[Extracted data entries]
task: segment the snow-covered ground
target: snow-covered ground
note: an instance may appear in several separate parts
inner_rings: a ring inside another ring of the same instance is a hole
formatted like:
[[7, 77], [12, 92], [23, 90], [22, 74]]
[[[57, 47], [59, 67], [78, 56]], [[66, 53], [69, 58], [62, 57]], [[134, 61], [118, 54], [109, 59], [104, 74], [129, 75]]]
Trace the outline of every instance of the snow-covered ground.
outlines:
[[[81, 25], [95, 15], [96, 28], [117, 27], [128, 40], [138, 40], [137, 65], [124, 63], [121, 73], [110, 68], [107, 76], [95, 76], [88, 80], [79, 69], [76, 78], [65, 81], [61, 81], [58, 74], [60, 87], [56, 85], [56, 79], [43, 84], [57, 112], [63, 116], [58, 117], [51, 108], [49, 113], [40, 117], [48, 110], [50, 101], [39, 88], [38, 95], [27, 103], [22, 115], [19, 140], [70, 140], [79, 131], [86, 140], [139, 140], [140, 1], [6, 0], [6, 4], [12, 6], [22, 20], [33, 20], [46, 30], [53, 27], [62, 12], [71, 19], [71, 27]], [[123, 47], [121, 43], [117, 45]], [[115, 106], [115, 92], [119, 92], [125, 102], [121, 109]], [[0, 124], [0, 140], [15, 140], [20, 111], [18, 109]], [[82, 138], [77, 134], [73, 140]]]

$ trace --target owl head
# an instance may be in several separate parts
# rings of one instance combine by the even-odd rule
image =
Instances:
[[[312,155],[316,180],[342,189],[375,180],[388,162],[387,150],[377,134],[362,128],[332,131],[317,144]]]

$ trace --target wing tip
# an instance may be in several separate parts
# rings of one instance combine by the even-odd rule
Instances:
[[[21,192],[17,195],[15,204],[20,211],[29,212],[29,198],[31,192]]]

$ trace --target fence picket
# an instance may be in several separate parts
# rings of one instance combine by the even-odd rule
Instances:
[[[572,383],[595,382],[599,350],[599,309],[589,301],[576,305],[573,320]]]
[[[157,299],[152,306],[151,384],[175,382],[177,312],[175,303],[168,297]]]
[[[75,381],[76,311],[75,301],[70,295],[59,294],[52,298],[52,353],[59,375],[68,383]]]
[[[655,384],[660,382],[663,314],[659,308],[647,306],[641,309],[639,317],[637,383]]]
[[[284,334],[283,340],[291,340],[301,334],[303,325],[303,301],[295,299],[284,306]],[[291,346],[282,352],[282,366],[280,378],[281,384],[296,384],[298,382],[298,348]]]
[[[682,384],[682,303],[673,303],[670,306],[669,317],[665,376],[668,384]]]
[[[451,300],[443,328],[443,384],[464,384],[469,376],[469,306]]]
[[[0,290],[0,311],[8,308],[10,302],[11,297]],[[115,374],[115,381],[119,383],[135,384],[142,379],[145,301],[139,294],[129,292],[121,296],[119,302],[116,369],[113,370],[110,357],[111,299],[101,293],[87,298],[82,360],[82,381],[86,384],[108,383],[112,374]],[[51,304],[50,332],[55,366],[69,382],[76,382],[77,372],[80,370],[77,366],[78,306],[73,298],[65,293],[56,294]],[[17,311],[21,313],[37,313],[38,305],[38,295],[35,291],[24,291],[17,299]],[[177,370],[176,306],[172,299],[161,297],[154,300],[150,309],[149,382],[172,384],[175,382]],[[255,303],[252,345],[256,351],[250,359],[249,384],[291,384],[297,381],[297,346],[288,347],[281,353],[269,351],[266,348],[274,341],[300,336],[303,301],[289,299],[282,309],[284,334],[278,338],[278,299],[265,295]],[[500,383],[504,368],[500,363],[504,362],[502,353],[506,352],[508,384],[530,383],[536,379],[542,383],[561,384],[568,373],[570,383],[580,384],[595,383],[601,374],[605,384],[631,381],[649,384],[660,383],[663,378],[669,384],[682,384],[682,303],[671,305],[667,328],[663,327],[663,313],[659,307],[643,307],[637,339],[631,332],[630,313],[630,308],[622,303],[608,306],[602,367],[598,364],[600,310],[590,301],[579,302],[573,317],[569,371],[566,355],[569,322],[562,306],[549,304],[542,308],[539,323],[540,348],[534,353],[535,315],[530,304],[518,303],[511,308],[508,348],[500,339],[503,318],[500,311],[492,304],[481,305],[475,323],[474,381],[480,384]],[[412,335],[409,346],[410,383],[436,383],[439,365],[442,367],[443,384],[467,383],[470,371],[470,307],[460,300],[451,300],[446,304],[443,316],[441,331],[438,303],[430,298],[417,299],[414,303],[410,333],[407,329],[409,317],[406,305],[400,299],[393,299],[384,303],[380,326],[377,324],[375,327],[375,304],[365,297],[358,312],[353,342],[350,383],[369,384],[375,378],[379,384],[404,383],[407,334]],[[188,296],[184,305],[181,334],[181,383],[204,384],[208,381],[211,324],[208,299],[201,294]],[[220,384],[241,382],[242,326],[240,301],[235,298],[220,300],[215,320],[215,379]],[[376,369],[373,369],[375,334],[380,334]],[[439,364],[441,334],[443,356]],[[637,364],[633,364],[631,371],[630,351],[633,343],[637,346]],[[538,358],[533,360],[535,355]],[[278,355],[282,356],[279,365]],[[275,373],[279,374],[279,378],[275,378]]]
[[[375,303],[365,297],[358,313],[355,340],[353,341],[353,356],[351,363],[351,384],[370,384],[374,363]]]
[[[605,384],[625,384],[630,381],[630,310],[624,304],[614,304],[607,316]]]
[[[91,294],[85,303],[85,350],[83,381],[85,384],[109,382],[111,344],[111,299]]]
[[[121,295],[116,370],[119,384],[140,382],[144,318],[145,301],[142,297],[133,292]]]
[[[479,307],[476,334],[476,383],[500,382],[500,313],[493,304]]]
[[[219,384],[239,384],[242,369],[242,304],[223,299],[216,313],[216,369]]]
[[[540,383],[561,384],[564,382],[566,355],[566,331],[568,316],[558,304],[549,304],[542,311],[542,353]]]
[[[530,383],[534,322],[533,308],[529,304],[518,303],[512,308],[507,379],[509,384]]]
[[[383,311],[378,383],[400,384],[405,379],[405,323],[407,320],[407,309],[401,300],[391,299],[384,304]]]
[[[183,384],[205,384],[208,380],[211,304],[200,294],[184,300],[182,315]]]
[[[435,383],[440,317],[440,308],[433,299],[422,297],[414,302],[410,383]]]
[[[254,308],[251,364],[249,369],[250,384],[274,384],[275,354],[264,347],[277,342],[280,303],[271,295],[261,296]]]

Task directions:
Arrange the lines from the start of the rows through the line containing "74], [129, 75]]]", both ends included, as a Markdown table with a column n that numbers each line and a column Line that holds its text. Leave out blank lines.

Answer:
| n | Line |
|---|---|
| 1 | task: segment the snow-covered ground |
| 2 | target: snow-covered ground |
| 3 | note: an instance may appear in several separate parts |
| 4 | inner_rings: a ring inside another ring of the same instance is a hole |
| 5 | formatted like: |
| 6 | [[7, 77], [12, 92], [23, 90], [22, 74]] |
| 7 | [[[57, 47], [59, 67], [78, 56]], [[66, 53], [69, 58], [62, 57]], [[134, 61], [118, 54], [109, 59], [104, 74], [129, 75]]] |